## Problems
1. Using the thread on microcode below, decide whether each statement agrees with it. For each, answer yes or no and quote the exact words of the text that decide it. (a) Intel Goldmont has microcode entries of 176 bits each. (b) The CPU designed in college was purely register based. (c) Several instructions in the college design used the feature of doing more than one thing in a clock cycle.
2. Summarize the thread on microcode in exactly two sentences.
3. Write out the part of the thread on microcode starting with "Horizontal microcode is" and going on through "was too close.", word for word.

## Selected excerpt

They're wider, but that's just because one "word" holds the whole instruction, instead of multiple bytes. In fact, reverse engineering efforts[0] (and the "RISC86" patent[1]) make clear that they're actually "vertical". Intel Goldmont (from [0]) has entries that are 176 bits each, but that's actually three (distinct) 48 bit uops and a 30 bit "sequence word".
Horizontal microcode is much simpler for in-order processors, but my understanding of this stuff seems like they wouldn't work well with the superscalar processors of today. Gating the hundreds of control lines seems (to me) like more effort than gating a few dozen bits of a uop.
In college we were tasked with designing a CPU. Mine was a stack oriented (started register based and retained the registers but most ops were on the stack) that used a very large microcode word, one per clock cycle of the instruction being executed. In the end, I was saving bits from the control word and doing "ready" signals between the blocks so that the microcode didn't need to drive everything. In theory, it could do more than one thing in a clock cycle if the stars aligned just right and there would be no dependencies. No instruction used the feature in the end, because the deadline was too close.

## Stored rows
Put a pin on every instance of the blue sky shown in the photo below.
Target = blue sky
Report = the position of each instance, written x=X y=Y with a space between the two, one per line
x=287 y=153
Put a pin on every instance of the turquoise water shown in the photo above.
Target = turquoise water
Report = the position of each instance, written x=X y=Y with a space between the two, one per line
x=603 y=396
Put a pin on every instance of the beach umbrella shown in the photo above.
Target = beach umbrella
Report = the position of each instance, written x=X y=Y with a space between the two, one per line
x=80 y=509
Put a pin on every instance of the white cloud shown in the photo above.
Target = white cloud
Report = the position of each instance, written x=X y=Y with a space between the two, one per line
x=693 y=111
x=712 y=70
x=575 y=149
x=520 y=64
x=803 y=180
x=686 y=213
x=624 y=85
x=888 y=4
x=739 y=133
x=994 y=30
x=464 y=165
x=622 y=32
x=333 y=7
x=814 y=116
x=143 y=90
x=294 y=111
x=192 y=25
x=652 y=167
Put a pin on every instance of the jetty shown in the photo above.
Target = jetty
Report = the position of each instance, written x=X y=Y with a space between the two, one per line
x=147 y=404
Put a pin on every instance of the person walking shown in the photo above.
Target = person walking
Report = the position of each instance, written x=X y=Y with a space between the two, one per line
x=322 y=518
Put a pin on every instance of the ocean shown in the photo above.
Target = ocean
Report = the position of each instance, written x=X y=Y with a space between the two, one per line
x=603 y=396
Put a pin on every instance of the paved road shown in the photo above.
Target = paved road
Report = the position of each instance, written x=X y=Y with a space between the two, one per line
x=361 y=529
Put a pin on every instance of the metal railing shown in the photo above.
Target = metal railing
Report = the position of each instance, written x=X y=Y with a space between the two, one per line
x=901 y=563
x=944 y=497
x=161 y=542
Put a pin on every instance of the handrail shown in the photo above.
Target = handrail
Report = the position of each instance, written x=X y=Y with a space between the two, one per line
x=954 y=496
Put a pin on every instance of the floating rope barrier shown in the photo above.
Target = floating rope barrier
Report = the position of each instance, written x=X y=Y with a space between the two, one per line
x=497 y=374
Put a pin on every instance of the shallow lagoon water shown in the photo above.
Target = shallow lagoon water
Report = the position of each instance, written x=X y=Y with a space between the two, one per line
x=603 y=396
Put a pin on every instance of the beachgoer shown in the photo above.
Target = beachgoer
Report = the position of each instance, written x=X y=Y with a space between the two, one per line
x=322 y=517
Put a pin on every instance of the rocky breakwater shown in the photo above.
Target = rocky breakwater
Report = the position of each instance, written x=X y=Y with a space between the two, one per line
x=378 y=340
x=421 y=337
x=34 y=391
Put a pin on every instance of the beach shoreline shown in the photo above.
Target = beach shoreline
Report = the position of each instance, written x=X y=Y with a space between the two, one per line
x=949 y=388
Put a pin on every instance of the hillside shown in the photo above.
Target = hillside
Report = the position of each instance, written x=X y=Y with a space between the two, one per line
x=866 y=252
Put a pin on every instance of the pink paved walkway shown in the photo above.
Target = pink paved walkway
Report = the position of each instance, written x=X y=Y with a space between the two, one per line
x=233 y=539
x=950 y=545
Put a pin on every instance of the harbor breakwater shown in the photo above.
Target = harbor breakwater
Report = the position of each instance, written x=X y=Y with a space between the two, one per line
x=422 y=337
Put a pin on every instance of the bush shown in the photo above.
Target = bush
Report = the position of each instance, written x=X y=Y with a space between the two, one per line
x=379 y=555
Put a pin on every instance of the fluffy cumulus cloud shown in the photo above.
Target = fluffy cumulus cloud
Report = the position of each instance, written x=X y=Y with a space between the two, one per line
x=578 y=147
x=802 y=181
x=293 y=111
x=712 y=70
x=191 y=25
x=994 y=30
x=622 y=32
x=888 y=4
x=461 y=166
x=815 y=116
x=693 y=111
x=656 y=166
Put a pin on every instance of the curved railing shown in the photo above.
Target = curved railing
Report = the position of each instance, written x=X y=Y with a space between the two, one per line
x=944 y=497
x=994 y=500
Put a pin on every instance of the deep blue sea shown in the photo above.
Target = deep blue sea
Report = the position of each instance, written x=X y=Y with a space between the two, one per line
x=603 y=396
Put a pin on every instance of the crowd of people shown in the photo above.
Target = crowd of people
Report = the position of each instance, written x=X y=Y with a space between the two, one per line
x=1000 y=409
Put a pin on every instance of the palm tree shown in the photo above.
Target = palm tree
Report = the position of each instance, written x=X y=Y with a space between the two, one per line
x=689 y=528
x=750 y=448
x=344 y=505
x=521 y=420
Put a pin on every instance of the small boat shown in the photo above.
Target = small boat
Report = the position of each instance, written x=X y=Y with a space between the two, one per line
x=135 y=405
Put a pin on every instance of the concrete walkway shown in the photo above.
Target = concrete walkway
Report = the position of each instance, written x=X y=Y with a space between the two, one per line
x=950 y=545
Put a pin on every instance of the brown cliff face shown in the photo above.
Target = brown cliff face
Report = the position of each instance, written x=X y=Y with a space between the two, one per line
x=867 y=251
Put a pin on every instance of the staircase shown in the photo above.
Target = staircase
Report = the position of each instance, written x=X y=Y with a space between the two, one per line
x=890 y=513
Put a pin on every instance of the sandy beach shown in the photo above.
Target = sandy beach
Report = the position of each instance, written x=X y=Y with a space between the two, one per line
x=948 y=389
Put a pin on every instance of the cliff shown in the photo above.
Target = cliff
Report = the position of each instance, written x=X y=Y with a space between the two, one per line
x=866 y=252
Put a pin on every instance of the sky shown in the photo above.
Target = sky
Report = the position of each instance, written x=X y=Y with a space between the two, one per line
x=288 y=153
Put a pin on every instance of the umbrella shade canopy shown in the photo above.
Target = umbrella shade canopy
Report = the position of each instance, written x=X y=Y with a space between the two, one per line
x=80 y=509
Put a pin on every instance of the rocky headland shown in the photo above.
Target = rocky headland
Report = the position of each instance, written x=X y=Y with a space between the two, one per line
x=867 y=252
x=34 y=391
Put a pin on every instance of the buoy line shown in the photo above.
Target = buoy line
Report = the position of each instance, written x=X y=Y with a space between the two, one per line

## Answers to each task
1.
(a) Yes: "Intel Goldmont (from [0]) has entries that are 176 bits each"
(b) No: "most ops were on the stack"
(c) No: "No instruction used the feature in the end, because the deadline was too close."

2. The thread argues that today's microcode entries are wide only because one word holds a whole instruction, and that they are really vertical, as with Intel Goldmont's 176-bit entries made of three 48-bit uops and a 30-bit sequence word, while horizontal microcode suits in-order processors but seems a poor fit for superscalar ones. A later post recalls a stack-oriented CPU designed in college with a very large microcode word per clock cycle, where saved control bits and "ready" signals could in theory allow more than one thing per cycle, though no instruction used this before the deadline.

3.
Horizontal microcode is much simpler for in-order processors, but my understanding of this stuff seems like they wouldn't work well with the superscalar processors of today. Gating the hundreds of control lines seems (to me) like more effort than gating a few dozen bits of a uop.
In college we were tasked with designing a CPU. Mine was a stack oriented (started register based and retained the registers but most ops were on the stack) that used a very large microcode word, one per clock cycle of the instruction being executed. In the end, I was saving bits from the control word and doing "ready" signals between the blocks so that the microcode didn't need to drive everything. In theory, it could do more than one thing in a clock cycle if the stars aligned just right and there would be no dependencies. No instruction used the feature in the end, because the deadline was too close.